> [Exercise aim]
Omit the pictures and retype only the lines from the one containing "In the photo above, where can the sky" through the end of the listing, both ends included.
>> BEGIN Entries shown
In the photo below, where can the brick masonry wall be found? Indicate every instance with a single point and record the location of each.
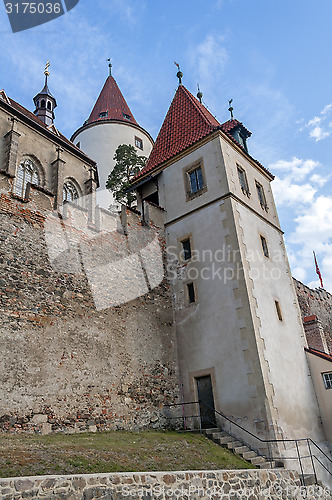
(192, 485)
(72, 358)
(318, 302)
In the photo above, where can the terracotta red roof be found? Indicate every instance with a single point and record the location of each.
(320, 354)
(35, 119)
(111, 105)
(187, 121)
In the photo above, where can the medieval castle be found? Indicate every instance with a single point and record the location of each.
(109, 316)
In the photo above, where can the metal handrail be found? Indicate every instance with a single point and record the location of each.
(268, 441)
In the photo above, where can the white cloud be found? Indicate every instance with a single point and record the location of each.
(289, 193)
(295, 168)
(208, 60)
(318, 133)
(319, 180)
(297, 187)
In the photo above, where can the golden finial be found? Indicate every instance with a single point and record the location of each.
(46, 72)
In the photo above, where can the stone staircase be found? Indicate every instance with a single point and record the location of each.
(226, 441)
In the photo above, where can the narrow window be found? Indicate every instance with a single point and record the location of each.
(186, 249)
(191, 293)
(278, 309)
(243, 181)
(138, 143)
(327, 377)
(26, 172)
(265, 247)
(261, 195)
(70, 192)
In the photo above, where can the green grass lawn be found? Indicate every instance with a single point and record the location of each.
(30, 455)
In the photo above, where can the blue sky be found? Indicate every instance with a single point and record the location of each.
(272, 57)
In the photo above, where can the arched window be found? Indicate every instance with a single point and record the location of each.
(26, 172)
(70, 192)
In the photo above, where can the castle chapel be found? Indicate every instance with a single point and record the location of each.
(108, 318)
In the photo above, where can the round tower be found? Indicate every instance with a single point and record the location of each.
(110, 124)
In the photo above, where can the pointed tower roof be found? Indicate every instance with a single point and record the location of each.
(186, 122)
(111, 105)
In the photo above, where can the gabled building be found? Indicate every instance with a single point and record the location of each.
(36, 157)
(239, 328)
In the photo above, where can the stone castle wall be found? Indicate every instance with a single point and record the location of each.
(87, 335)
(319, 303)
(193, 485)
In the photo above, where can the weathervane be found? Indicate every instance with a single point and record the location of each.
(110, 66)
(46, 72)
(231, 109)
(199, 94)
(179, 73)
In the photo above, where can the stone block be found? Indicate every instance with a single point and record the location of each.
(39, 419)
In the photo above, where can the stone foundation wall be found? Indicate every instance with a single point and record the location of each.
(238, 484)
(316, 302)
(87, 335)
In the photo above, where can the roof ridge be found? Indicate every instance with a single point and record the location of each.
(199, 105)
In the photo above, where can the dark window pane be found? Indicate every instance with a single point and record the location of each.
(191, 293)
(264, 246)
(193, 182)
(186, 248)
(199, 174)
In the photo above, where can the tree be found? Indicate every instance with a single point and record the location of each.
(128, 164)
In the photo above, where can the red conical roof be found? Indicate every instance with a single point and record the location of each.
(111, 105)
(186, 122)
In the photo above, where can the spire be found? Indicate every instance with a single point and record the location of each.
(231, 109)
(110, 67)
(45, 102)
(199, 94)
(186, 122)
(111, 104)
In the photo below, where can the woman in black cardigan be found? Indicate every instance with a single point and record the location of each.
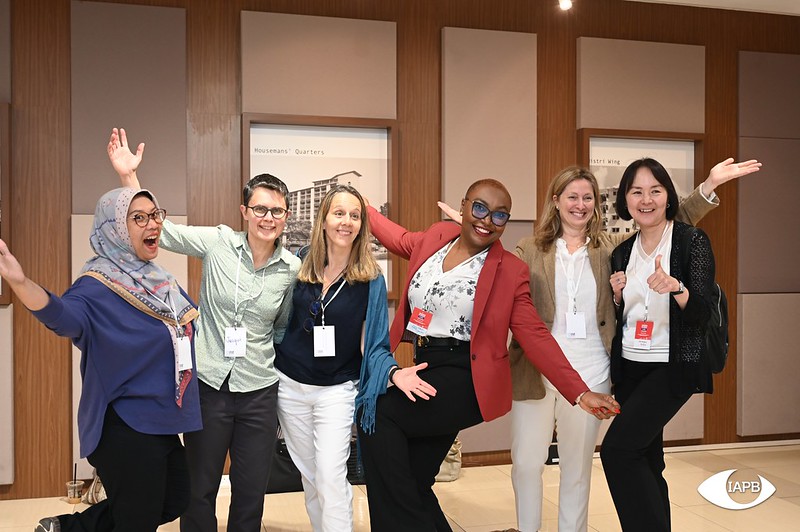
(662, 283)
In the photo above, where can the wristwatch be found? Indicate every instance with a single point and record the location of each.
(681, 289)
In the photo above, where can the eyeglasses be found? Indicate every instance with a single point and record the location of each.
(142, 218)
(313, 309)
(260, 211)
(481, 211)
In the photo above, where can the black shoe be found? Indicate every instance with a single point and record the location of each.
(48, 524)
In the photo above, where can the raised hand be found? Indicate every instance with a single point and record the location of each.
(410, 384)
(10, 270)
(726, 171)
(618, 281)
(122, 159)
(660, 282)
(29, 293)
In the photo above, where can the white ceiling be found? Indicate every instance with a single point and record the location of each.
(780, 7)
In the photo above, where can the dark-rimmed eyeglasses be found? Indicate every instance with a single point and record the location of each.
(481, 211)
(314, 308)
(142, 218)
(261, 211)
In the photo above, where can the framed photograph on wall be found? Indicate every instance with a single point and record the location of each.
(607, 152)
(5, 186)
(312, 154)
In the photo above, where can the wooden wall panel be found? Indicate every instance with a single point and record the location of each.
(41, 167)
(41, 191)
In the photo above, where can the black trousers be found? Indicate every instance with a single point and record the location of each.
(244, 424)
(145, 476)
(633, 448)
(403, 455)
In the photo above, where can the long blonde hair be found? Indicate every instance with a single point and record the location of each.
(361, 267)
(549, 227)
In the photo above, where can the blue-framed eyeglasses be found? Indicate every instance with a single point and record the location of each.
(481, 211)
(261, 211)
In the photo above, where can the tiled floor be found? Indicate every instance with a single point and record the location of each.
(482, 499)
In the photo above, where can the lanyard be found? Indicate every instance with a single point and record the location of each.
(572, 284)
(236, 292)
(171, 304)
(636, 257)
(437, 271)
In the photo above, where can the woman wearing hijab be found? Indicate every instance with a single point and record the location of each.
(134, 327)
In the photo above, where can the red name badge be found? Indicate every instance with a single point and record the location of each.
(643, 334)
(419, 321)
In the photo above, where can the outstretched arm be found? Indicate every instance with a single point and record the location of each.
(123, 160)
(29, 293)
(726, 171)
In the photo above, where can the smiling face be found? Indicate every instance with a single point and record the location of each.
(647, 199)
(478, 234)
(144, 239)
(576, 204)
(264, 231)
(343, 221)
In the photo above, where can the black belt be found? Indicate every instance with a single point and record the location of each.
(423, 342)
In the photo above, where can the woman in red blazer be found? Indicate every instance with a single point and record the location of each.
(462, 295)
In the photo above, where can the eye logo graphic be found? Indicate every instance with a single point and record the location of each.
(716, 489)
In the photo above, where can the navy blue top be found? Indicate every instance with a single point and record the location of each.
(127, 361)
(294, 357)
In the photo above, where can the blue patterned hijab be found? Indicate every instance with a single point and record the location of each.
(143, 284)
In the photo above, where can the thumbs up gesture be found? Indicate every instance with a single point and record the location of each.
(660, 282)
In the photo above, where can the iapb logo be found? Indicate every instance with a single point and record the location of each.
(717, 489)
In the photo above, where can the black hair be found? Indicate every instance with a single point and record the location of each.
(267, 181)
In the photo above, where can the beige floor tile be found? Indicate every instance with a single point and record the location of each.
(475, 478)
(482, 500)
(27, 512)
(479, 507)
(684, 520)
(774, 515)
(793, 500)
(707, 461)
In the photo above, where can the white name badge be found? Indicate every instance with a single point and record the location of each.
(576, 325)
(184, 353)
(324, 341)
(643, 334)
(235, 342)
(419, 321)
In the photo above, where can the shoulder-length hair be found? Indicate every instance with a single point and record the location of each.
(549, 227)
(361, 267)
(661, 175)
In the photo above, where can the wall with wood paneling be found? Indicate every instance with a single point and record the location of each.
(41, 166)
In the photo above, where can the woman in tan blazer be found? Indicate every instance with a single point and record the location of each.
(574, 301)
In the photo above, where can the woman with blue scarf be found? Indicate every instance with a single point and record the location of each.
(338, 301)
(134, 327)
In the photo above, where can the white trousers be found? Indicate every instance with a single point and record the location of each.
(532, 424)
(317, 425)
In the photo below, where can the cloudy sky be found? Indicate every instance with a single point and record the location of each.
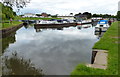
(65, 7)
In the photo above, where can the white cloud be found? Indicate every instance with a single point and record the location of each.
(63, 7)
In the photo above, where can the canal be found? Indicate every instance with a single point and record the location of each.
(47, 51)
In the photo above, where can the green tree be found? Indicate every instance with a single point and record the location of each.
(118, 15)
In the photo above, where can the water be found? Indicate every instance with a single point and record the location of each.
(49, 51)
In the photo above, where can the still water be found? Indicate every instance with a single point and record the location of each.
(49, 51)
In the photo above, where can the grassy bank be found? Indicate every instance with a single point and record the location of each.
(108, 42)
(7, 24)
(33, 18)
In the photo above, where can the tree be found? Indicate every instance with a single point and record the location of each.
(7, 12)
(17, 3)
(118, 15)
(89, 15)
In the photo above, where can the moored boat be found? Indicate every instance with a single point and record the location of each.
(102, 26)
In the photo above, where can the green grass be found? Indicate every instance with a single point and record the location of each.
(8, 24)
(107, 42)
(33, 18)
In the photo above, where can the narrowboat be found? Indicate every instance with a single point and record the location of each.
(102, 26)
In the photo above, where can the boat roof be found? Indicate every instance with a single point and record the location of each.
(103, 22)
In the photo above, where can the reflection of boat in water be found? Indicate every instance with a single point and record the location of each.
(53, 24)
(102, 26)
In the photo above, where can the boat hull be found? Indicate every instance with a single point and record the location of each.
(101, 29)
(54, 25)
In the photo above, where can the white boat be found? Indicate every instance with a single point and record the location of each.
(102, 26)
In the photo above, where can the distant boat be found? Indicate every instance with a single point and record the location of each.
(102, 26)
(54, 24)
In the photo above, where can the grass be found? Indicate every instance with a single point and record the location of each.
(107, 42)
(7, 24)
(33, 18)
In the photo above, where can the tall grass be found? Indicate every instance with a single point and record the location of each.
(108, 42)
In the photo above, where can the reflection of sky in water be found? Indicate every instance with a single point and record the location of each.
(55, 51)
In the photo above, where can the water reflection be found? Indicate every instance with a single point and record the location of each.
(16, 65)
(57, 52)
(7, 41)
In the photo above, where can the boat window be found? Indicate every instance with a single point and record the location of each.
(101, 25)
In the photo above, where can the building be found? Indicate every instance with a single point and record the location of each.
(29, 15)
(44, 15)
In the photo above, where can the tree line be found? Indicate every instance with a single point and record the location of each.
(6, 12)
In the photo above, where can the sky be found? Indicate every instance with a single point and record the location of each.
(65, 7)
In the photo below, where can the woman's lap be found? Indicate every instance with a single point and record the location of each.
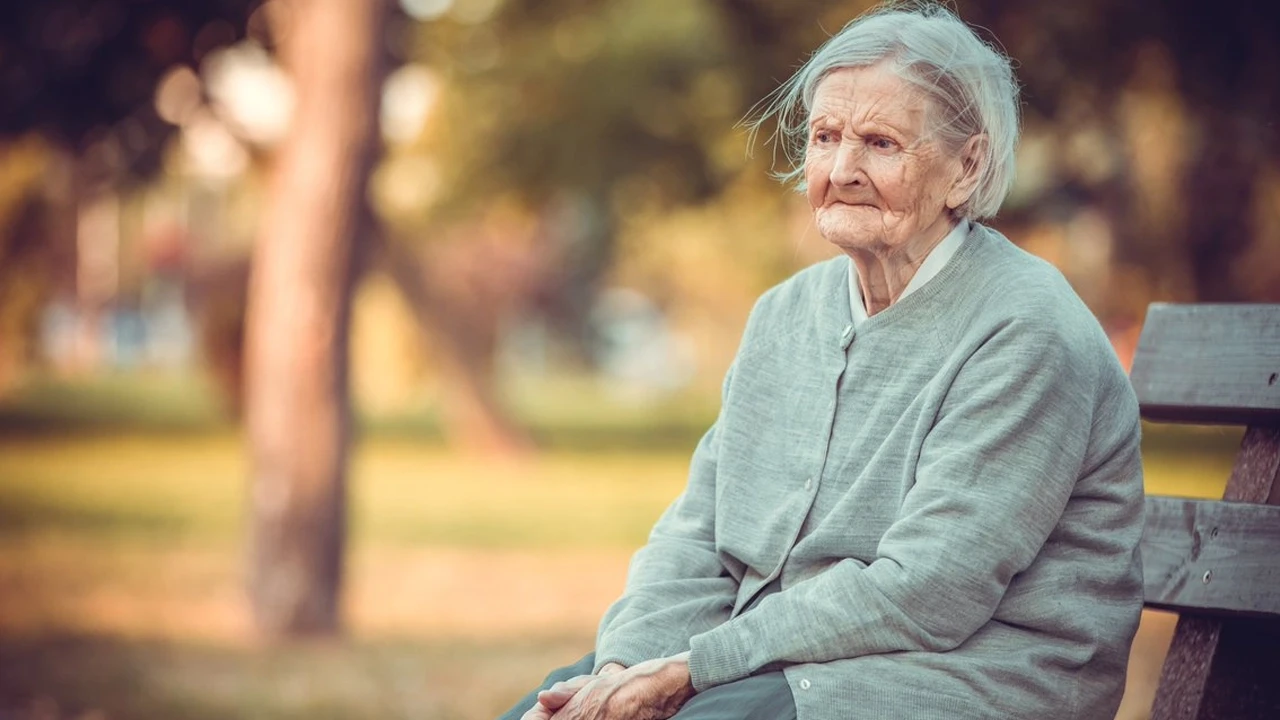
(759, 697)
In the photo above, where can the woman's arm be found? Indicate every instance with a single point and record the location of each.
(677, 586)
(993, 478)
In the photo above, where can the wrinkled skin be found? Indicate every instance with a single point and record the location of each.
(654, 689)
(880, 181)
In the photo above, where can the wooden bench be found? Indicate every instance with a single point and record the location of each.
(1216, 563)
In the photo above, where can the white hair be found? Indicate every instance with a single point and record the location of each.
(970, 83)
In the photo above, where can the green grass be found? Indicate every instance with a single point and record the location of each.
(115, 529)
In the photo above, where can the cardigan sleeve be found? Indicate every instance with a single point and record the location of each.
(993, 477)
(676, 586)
>> END Entries shown
> [Response to the exercise]
In the photo above, where can the sky be found? Indicate every instance with a single point and record the location of each.
(65, 7)
In the photo below, where can the woman's lap be found? Indicate every instance with a single point and record the location of each.
(759, 697)
In the photo above, where can the woman's arm be found? Indicate every instance with a single point and record the location of each.
(677, 586)
(993, 478)
In the photo above, where can the wrinkled skin be found? Indicate every instance with a single point and record the location of each.
(654, 689)
(880, 181)
In the photo above, where can the wooden bench be found? Indicate every instance with a single point and record the location of each.
(1216, 563)
In the photo above, where can the white hair be found? Indicate every instance with a single point and record the location of each.
(970, 83)
In the photo above, where can the green grass be found? Indicate every instance with a single point and record the location of each.
(115, 529)
In the photo above, where can the cardigan sleeve be found? Indicate every instance with a single point and record the location of each.
(993, 477)
(676, 586)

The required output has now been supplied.